> [GIVEN PROBLEM] In the records below, count the lines that contain the string "instance", treating uppercase and lowercase as different. Reply with the number alone.

# START OF MATERIAL FOR THIS TASK

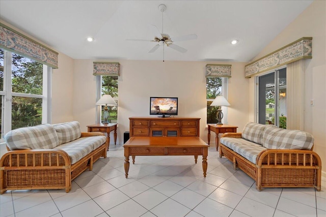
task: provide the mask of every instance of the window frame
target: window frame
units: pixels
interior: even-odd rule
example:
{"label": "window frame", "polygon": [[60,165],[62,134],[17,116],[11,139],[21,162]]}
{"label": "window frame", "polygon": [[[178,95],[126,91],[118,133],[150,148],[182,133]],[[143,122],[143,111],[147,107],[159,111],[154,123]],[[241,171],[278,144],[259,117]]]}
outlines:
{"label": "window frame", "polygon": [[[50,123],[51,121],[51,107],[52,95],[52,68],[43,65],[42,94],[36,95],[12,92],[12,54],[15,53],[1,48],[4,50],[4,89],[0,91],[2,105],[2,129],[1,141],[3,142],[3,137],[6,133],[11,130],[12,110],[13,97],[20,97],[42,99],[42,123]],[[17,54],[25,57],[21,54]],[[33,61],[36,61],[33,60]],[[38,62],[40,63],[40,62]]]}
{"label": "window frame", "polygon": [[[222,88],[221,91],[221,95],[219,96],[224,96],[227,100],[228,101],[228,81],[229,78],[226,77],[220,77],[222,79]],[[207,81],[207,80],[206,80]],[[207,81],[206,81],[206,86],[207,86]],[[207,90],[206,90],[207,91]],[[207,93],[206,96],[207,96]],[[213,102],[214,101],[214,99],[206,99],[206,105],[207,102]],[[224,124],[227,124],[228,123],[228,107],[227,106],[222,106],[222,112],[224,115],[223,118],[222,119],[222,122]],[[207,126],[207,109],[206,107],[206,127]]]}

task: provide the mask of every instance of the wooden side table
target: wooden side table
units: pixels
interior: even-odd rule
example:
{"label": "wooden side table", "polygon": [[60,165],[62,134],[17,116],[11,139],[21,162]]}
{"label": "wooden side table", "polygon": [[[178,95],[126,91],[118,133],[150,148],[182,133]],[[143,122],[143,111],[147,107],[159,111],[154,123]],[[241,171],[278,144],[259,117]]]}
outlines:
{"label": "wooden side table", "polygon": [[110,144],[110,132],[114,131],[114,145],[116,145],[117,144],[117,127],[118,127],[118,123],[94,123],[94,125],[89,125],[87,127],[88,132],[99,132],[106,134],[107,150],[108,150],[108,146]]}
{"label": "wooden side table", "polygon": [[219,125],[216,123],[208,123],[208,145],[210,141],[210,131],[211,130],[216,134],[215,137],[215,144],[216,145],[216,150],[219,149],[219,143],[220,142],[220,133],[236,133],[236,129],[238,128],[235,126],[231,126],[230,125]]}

# END OF MATERIAL FOR THIS TASK
# START OF MATERIAL FOR THIS TASK

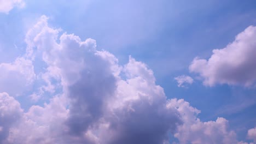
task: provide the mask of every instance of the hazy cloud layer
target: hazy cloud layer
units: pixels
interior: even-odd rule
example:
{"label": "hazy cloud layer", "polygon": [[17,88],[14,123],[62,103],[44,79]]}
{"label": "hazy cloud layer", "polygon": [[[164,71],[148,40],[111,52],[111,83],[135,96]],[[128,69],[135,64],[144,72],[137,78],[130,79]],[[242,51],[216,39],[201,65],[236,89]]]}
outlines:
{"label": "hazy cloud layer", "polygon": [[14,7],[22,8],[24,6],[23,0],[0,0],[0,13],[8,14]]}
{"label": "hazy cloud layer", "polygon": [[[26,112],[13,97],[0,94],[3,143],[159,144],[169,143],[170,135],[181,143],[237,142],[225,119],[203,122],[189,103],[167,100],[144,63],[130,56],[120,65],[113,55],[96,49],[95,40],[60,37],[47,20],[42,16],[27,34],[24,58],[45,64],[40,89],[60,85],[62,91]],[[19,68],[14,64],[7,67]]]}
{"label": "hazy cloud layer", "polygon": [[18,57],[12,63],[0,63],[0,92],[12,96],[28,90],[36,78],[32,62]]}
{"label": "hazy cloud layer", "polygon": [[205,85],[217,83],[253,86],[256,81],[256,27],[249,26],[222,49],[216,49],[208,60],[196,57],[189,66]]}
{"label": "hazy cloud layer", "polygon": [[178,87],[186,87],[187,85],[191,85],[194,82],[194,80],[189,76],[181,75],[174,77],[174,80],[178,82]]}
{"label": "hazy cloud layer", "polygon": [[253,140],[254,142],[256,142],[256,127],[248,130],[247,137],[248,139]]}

# END OF MATERIAL FOR THIS TASK

> [CORRECT RESULT] 3